→ **Task goal**: Locate every line in the material below that contains the string "knob", and copy each of those lines. Treat uppercase and lowercase letters as different.

Point placement records
+++
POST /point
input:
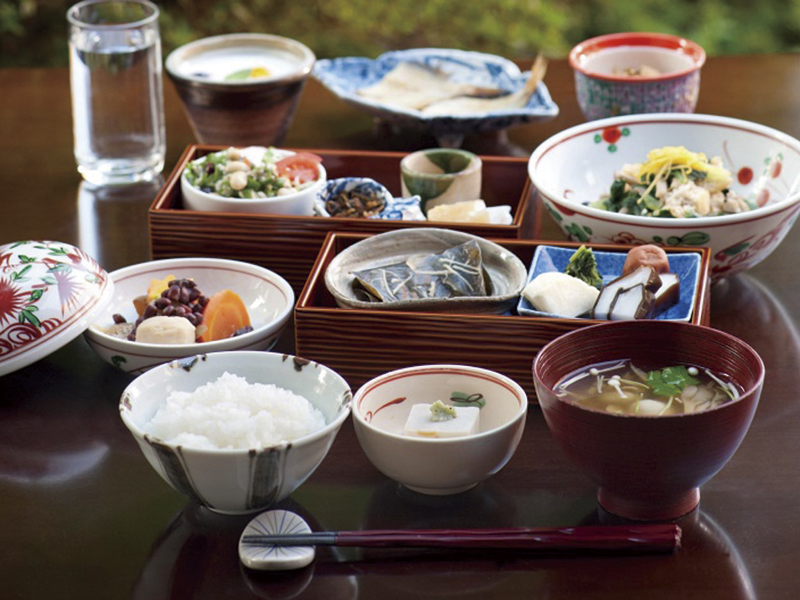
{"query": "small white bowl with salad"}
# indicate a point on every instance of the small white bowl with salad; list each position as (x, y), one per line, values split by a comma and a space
(254, 179)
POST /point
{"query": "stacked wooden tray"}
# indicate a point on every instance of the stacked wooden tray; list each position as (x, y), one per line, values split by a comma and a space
(361, 344)
(289, 245)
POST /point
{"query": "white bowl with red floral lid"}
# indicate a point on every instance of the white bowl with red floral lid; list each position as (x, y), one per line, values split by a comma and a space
(49, 294)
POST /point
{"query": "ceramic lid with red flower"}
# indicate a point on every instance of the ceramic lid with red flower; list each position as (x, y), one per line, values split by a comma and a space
(49, 294)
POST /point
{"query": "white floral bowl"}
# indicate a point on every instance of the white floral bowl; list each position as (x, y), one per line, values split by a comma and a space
(297, 203)
(237, 480)
(49, 293)
(268, 297)
(438, 466)
(576, 166)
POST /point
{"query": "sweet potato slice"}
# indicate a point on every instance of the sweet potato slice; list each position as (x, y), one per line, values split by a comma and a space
(224, 315)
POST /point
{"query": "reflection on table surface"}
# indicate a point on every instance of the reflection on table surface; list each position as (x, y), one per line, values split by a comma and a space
(84, 515)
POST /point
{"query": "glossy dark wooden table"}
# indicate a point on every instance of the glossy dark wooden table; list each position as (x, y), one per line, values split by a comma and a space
(82, 515)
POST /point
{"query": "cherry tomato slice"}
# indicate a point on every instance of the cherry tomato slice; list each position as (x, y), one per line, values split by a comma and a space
(299, 168)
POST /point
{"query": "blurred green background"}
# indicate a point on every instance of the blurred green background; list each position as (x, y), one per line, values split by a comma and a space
(34, 32)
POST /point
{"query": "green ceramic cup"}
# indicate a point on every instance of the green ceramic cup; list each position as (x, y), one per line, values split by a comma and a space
(441, 176)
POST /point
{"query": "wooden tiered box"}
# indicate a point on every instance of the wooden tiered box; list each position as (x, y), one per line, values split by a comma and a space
(361, 344)
(289, 245)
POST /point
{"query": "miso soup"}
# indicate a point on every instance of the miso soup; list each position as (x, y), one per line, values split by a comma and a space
(623, 388)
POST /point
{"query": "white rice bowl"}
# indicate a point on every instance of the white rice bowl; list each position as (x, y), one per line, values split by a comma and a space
(232, 413)
(221, 458)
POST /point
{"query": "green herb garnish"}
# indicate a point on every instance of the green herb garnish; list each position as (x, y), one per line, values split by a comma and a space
(583, 266)
(670, 381)
(463, 399)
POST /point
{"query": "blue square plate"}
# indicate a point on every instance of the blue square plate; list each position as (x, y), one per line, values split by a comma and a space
(685, 264)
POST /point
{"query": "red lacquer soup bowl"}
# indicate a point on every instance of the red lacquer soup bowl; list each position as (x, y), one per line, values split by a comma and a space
(649, 467)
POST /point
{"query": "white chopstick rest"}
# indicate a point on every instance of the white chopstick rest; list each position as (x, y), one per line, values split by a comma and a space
(275, 558)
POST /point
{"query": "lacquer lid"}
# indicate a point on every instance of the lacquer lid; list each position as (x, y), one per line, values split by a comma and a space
(50, 292)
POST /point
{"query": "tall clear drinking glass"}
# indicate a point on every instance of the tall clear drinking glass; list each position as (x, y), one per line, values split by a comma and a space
(117, 90)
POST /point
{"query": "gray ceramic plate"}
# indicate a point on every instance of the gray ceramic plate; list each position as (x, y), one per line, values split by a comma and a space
(506, 273)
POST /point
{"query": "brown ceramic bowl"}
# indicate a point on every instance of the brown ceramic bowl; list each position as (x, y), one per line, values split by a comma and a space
(649, 468)
(226, 107)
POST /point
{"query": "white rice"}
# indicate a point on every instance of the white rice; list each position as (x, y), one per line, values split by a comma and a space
(232, 413)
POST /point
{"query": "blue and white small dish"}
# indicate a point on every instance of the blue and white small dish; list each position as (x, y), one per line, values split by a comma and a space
(405, 209)
(686, 265)
(344, 76)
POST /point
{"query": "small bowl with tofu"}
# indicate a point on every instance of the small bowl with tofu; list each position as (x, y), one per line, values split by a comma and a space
(164, 310)
(439, 429)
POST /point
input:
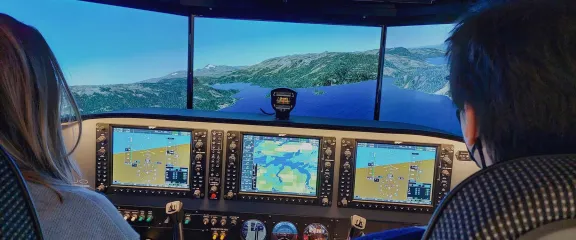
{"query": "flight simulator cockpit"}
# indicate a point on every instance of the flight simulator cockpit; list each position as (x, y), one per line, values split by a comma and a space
(176, 101)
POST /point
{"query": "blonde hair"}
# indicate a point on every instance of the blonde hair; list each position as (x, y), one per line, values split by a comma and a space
(33, 93)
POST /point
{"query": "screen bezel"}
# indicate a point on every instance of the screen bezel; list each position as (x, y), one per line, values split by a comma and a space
(318, 169)
(434, 182)
(111, 164)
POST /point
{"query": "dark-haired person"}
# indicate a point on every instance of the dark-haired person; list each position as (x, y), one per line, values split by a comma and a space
(513, 80)
(32, 91)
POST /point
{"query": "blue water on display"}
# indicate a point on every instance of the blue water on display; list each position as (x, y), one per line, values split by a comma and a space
(356, 101)
(389, 156)
(144, 141)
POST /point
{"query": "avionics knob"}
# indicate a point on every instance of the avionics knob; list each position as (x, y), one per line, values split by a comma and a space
(328, 151)
(229, 195)
(101, 139)
(347, 165)
(101, 151)
(347, 153)
(197, 193)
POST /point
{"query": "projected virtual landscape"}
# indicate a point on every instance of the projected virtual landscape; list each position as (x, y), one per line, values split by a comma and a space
(351, 75)
(138, 59)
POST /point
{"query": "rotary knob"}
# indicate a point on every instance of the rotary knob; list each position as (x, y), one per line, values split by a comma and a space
(347, 153)
(101, 151)
(347, 165)
(101, 139)
(328, 151)
(197, 193)
(229, 195)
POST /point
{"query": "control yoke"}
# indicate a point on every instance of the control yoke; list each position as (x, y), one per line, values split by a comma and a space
(175, 212)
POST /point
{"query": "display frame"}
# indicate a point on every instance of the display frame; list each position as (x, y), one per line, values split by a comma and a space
(266, 194)
(190, 159)
(324, 183)
(436, 158)
(440, 186)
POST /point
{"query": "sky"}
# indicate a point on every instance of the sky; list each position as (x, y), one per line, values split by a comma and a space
(101, 44)
(243, 42)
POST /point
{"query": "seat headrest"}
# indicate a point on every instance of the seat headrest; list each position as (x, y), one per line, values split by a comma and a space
(508, 200)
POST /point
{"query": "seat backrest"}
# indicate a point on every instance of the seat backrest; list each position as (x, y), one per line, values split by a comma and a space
(18, 218)
(510, 200)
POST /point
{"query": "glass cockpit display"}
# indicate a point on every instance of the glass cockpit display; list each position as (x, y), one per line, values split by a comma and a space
(392, 173)
(151, 158)
(279, 165)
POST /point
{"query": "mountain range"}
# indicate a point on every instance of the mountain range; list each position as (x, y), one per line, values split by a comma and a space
(410, 68)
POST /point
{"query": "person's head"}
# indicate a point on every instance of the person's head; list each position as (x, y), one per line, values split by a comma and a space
(32, 94)
(513, 78)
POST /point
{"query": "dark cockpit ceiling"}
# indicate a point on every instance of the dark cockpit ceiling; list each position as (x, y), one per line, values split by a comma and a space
(346, 12)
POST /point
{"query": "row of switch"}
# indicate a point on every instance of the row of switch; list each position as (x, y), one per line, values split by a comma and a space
(199, 152)
(139, 216)
(215, 164)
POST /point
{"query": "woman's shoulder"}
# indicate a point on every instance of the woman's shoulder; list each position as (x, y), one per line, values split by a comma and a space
(105, 220)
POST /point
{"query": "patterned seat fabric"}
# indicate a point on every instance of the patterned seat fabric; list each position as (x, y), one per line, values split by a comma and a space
(508, 200)
(18, 219)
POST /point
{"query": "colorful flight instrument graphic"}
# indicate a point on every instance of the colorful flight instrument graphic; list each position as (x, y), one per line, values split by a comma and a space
(394, 173)
(150, 158)
(280, 165)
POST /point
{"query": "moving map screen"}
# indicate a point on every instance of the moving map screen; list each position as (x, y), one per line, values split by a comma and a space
(279, 165)
(394, 173)
(151, 158)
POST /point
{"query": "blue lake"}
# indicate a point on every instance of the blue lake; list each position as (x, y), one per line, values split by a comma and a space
(437, 60)
(355, 101)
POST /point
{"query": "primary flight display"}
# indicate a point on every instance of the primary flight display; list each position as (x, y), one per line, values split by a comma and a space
(151, 158)
(394, 173)
(279, 165)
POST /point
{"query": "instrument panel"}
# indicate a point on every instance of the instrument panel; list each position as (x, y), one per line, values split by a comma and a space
(266, 167)
(279, 176)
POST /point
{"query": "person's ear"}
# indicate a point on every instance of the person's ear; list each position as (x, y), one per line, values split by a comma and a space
(470, 128)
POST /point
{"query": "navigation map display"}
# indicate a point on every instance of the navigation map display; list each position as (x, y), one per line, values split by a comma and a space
(394, 173)
(279, 165)
(151, 158)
+++
→ **Worked solution**:
{"query": "avionics knob"}
# indicate a point on every instance of the avionics knob; list each position as (x, y), one per line, values split by a comma and a space
{"query": "rotary knob"}
# indicate a point on every instance of the rotary knob; list each position as (x, y), one per line, values split by a comma and a space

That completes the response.